SECTION 6.03. Access to Information.
(a) From and after the date of this Agreement, the Company will
(i) during regular business hours upon reasonable notice, give Parent and
Purchaser and their authorized accountants, investment bankers, counsel and
other representatives reasonable access to all employees, plants, offices,
warehouses, vessels and other assets and to all books, contracts, commitments
and records (including Tax returns) of the Company and its Subsidiaries and
cause the Company's and its Subsidiaries' independent public accountants to
provide access to their work papers and such other information as Parent or
Purchaser may reasonably request, (ii) permit Parent and Purchaser to make such
inspections as they may require, (iii) cause its officers and those of its
Subsidiaries to furnish Parent and Purchaser with such financial and operating
data and other information with respect to the business, properties and
personnel of the Company and its Subsidiaries as Parent or Purchaser may from
time to time request and (iv) furnish promptly to Parent and Purchaser a copy of
each report, schedule and other document filed or received by the Company during
such period pursuant to the requirements of the federal or state securities
laws.

> RAW RECORDS
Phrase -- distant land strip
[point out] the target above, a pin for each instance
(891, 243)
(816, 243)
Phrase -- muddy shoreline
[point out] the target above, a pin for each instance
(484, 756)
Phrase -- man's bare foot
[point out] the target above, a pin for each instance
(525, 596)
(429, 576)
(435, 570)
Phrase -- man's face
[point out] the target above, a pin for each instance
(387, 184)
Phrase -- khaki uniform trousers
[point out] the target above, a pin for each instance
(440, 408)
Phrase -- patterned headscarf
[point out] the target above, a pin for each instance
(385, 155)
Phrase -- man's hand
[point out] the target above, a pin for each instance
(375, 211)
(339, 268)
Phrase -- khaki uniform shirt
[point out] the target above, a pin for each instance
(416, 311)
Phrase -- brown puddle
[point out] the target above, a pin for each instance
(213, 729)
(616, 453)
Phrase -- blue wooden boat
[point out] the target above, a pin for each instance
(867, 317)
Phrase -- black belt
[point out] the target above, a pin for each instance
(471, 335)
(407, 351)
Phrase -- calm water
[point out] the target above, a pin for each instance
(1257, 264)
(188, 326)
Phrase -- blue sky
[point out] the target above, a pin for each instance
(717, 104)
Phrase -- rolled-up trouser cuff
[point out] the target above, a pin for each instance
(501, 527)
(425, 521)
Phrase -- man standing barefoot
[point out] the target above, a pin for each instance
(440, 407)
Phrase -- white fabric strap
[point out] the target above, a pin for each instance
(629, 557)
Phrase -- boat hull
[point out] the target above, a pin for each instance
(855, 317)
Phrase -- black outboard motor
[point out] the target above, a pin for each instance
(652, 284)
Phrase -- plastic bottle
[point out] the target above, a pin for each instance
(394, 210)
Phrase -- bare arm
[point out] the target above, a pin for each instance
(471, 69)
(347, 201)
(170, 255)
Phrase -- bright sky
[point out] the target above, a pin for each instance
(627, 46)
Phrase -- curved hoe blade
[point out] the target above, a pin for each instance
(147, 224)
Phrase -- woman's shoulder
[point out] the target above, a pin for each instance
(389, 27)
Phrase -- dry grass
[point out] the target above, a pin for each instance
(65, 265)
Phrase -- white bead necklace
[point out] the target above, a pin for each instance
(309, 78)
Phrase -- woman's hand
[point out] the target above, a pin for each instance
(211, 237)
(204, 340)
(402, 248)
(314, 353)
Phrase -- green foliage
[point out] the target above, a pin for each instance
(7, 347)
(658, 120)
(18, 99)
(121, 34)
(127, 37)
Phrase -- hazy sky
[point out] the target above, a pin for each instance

> STATED PROBLEM
From the access-to-information clause, list every kind of representative of Parent and Purchaser that the Company must give reasonable access. The rows are separate material unrelated to the access-to-information clause.

> THE SOLUTION
- Authorized accountants
- Investment bankers
- Counsel
- Other representatives